:: DATASET EXTRACT ::

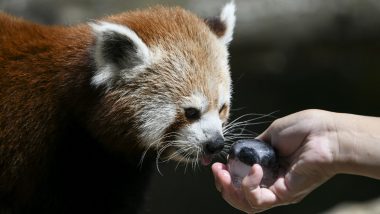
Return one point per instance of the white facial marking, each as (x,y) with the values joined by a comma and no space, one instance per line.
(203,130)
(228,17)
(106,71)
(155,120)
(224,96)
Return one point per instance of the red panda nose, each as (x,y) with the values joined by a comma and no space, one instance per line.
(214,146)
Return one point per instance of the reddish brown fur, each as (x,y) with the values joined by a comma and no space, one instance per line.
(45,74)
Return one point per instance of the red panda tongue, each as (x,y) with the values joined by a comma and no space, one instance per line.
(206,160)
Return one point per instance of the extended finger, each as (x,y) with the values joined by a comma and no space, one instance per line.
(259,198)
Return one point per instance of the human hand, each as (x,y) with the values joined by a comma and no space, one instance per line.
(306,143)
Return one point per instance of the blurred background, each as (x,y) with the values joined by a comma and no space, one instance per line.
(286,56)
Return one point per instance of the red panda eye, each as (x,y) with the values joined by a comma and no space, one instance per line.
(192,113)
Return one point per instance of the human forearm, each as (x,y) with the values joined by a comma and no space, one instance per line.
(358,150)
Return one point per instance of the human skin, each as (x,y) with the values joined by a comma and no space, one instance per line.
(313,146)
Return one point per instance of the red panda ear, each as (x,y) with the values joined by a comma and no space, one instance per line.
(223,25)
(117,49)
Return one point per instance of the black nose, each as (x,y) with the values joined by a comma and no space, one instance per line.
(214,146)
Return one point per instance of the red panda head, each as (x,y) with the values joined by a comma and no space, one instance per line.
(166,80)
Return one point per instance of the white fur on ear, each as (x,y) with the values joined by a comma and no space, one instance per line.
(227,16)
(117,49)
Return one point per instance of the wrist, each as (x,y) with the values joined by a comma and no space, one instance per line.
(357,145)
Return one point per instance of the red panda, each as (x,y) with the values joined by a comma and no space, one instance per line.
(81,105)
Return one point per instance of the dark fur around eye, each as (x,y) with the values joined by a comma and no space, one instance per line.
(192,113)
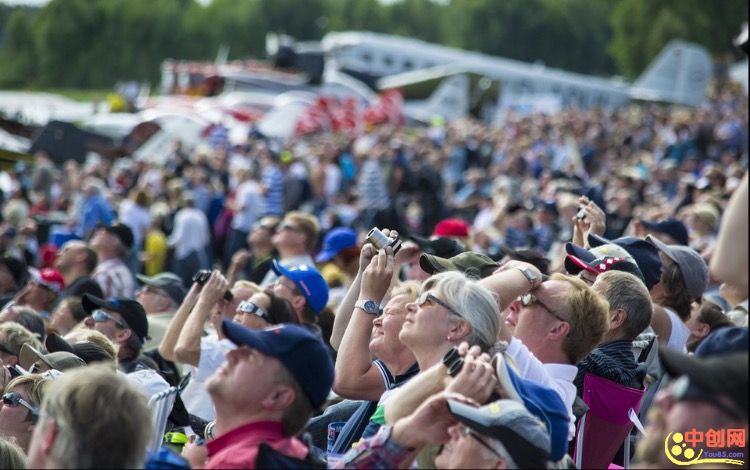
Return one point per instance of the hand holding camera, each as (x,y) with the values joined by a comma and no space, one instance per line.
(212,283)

:::
:: DATASET EXTRACT ::

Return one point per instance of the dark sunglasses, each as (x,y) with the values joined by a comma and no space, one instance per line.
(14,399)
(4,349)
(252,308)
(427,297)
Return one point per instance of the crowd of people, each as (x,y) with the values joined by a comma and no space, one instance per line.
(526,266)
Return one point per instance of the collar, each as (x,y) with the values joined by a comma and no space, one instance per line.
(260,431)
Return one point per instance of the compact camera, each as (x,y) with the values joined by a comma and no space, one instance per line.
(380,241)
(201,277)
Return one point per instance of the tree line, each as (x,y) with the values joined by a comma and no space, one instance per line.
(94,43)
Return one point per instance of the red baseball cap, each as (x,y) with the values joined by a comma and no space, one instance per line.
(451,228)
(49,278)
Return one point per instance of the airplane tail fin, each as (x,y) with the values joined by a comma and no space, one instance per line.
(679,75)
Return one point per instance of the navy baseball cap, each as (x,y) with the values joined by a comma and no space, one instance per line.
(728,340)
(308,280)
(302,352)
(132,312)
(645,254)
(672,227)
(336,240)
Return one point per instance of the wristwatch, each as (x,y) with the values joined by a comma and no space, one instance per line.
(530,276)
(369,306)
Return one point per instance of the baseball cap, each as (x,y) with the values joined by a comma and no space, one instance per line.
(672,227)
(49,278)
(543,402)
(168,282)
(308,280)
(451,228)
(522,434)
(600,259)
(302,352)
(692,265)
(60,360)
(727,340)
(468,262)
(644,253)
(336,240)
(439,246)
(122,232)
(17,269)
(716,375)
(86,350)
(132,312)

:::

> _PROBLEM TO SOLVE_
Count the lines in the data above that contain the string "white". Reply with the number alone.

> _SOLUTION_
2